読解用抜粋:

「少年探偵団シリーズ」を著した小説家・江戸川乱歩氏が生まれたのは、1894年10月21日の事。一昨年の2014年は、彼が生誕して120年に当たり、其れを記念してポプラ社から「みんなの少年探偵団」、「全員少年探偵団」、「少年探偵」、「恐怖の緑魔帝王」が刊行されて来た。
江戸川乱歩氏が「少年探偵団シリーズ」を著したのは、1936年から1962年に掛けて。「小高い丘に建つ怪しげな洋館」や「原っぱに設置されたサーカス小屋」等、終戦の傷跡が未だ残っている様な時代を背景にし、「潜入任務を得意とする“ポケット小僧”」や「青銅の魔人や宇宙怪人等に変装する怪人二十面相(四十面相)」等、奇異な設定が特徴。自分が子供だった頃、終戦の傷跡を感じられるのは、渋谷等で時折見掛ける傷痍軍人の姿位だったけれど、其れでも少年探偵団シリーズの世界に魅了されたもの。自分より後の世代にも少年探偵団シリーズは読み継がれているというのだから、凄い作品だと思う。

記述課題 1:
少年探偵団シリーズについての文章から、「江戸川乱歩氏が「少年探偵団シ」から「のだから、凄い作品だと思う。」までを、両端の語句も含めてそのまま引用してください。
記述課題 2:
江戸川乱歩の少年探偵団シリーズを扱った文章を、最後の一文に続けて書き継いでください。

収集資料:
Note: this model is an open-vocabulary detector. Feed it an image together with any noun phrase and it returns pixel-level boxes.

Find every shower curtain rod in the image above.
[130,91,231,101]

課題の解答 1:
江戸川乱歩氏が「少年探偵団シリーズ」を著したのは、1936年から1962年に掛けて。「小高い丘に建つ怪しげな洋館」や「原っぱに設置されたサーカス小屋」等、終戦の傷跡が未だ残っている様な時代を背景にし、「潜入任務を得意とする“ポケット小僧”」や「青銅の魔人や宇宙怪人等に変装する怪人二十面相(四十面相)」等、奇異な設定が特徴。自分が子供だった頃、終戦の傷跡を感じられるのは、渋谷等で時折見掛ける傷痍軍人の姿位だったけれど、其れでも少年探偵団シリーズの世界に魅了されたもの。自分より後の世代にも少年探偵団シリーズは読み継がれているというのだから、凄い作品だと思う。

課題の解答 2:
で、今回読了した「みんなの少年探偵団2」はシリーズの第5弾で在り、且つシリーズの締め括りでも在るのだとか。著者は有栖川有栖氏、歌野晶午氏、大崎梢さん、坂木司氏、そして平山夢明氏と、実に豪華なラインナップ。「ミステリー界を牽引する彼等が、『少年探偵団シリーズ』を、どう現代に蘇らせるのか?」に興味津々。
少年探偵団シリーズの魅力の1つで在る“不可思議且つおどろおどろしさ”が最も色濃く再現されていたのは、平山夢明氏の「溶解人間」。タイトルからも、其れは伝わって来るかと。又、全体的なイメージで言えば、江戸川氏の作風に近かったのは、大崎梢さんの「闇からの予告状」だろう。
個人的に最も心に残ったのは、歌野晶午氏の「五十年後の物語」。小中学校時代の同級生が61歳で亡くなり、其の告別式の後に集まった同級生達が亡き友を偲ぶ中で、50年前の意外な事実が明らかになるというストーリー。映画「スタンド・バイ・ミー」のほろ苦くもジーンと来るテーストが堪らなく好きな自分には、似たテーストを持つ此の作品が心に引っ掛かるのだろう。
総合評価は、星4つ。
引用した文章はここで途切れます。